Exercise instructions: Transcribe these records exactly, dropping every picture.

* * * * *

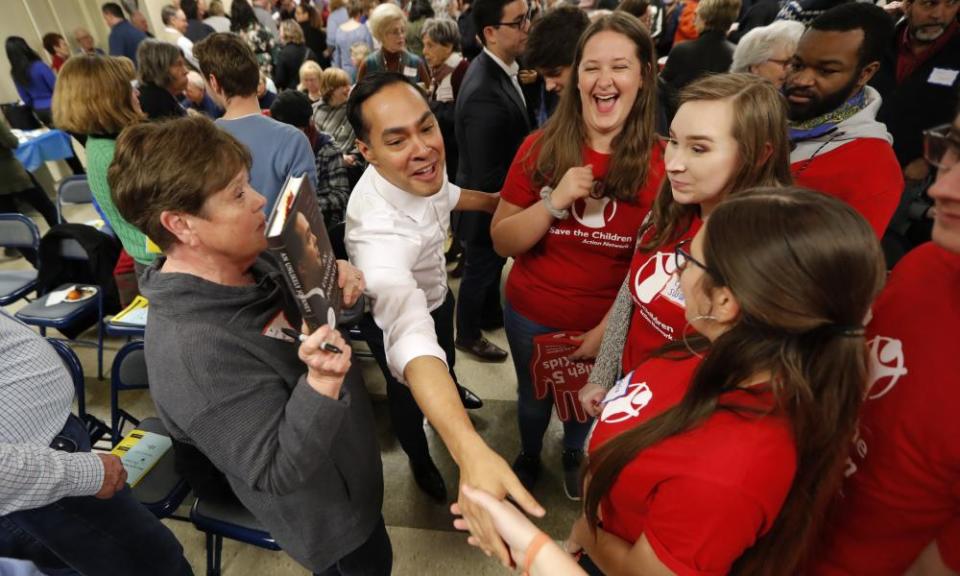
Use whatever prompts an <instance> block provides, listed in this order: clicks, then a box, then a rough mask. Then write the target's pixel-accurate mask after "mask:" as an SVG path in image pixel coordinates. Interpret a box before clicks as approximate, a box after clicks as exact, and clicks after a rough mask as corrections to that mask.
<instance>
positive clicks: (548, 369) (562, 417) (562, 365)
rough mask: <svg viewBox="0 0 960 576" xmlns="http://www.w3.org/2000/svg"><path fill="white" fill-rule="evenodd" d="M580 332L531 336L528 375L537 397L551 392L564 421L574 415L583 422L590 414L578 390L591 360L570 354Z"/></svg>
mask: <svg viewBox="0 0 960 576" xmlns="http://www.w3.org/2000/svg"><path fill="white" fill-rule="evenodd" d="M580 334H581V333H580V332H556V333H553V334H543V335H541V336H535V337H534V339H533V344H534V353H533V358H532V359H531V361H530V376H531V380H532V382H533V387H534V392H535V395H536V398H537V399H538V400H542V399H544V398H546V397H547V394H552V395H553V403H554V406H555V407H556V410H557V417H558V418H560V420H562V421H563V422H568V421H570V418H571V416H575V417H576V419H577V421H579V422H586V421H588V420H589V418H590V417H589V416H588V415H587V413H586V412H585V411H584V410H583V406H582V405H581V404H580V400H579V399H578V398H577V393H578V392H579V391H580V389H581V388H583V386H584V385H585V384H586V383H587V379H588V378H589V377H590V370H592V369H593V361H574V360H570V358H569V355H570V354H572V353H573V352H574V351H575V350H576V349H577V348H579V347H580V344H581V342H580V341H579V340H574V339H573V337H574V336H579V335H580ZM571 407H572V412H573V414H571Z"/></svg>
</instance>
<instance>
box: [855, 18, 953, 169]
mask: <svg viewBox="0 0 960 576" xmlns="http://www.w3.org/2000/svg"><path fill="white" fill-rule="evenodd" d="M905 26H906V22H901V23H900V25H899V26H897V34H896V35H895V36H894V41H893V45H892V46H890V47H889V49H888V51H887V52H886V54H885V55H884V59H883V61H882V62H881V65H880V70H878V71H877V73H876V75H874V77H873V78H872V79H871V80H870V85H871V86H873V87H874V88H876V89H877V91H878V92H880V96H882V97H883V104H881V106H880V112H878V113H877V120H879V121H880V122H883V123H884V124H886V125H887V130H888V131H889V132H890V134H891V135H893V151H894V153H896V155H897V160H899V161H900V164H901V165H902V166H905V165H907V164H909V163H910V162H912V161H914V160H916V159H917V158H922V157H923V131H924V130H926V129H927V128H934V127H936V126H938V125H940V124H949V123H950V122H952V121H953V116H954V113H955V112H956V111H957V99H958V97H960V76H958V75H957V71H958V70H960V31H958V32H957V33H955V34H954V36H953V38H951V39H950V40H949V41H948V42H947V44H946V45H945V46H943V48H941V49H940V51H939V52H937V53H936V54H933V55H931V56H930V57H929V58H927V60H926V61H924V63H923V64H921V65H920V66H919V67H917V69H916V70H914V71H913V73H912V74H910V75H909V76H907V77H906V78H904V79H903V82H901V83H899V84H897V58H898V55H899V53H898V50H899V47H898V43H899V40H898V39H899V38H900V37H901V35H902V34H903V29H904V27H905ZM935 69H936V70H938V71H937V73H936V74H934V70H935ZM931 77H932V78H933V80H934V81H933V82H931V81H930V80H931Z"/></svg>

* * * * *

Response below:
Use whatever prompts an <instance> block provides, listed in this order: clicks, then a box, then a rough mask. Then write the target's pixel-accurate mask after "mask:" as an SVG path in image pixel coordinates. Interpret a box before clicks as approximate, a box after clicks as exact, and clicks after a rough mask as corrections to that mask.
<instance>
positive clicks: (548, 369) (562, 417) (562, 365)
rough mask: <svg viewBox="0 0 960 576" xmlns="http://www.w3.org/2000/svg"><path fill="white" fill-rule="evenodd" d="M580 332L531 336L528 375L537 397L551 392L564 421L574 415L583 422L590 414L578 390L591 360L570 354Z"/></svg>
mask: <svg viewBox="0 0 960 576" xmlns="http://www.w3.org/2000/svg"><path fill="white" fill-rule="evenodd" d="M580 334H581V333H580V332H556V333H553V334H543V335H541V336H535V337H534V339H533V344H534V353H533V358H532V359H531V361H530V376H531V380H532V382H533V387H534V392H535V395H536V398H537V399H538V400H542V399H544V398H546V397H547V394H552V395H553V403H554V406H555V407H556V410H557V417H558V418H560V420H562V421H563V422H568V421H570V418H571V416H575V417H576V419H577V421H579V422H586V421H588V420H589V418H590V417H589V416H588V415H587V413H586V412H585V411H584V410H583V406H582V405H581V404H580V400H579V399H578V398H577V393H578V392H579V391H580V389H581V388H583V386H584V385H585V384H586V383H587V379H588V378H589V377H590V370H592V369H593V361H574V360H570V358H569V355H570V354H572V353H573V352H574V351H575V350H576V349H577V348H579V347H580V344H581V342H580V341H579V340H574V339H573V337H574V336H579V335H580ZM571 407H572V412H573V414H571Z"/></svg>
</instance>
<instance>
box: [855, 18, 953, 169]
mask: <svg viewBox="0 0 960 576" xmlns="http://www.w3.org/2000/svg"><path fill="white" fill-rule="evenodd" d="M905 26H906V22H901V23H900V25H899V26H897V34H896V35H895V36H894V41H893V45H892V46H890V47H889V49H888V51H887V52H886V54H885V55H884V59H883V61H882V62H881V65H880V70H878V71H877V73H876V75H874V77H873V78H872V79H871V80H870V85H871V86H873V87H874V88H876V89H877V91H878V92H880V96H882V97H883V104H881V106H880V112H878V113H877V120H879V121H880V122H883V123H884V124H886V125H887V130H888V131H889V132H890V134H891V135H893V151H894V153H896V155H897V160H899V161H900V164H901V165H902V166H905V165H907V164H909V163H910V162H912V161H914V160H916V159H917V158H922V157H923V131H924V130H926V129H927V128H934V127H936V126H938V125H940V124H949V123H950V122H952V121H953V116H954V113H955V112H956V111H957V99H958V97H960V76H958V75H957V71H958V70H960V31H958V32H957V33H955V34H954V36H953V38H951V39H950V40H949V41H948V42H947V44H946V45H945V46H943V48H941V49H940V51H939V52H937V53H936V54H933V55H931V56H930V57H929V58H927V60H926V61H924V63H923V64H921V65H920V66H919V67H917V69H916V70H914V71H913V73H912V74H910V75H909V76H907V77H906V78H904V79H903V82H901V83H899V84H897V58H898V55H899V53H898V50H899V47H898V43H899V40H898V39H899V38H900V37H901V35H902V34H903V29H904V27H905ZM935 69H936V70H938V71H937V73H936V74H934V70H935ZM931 77H932V78H933V80H934V81H933V82H931V81H930V80H931Z"/></svg>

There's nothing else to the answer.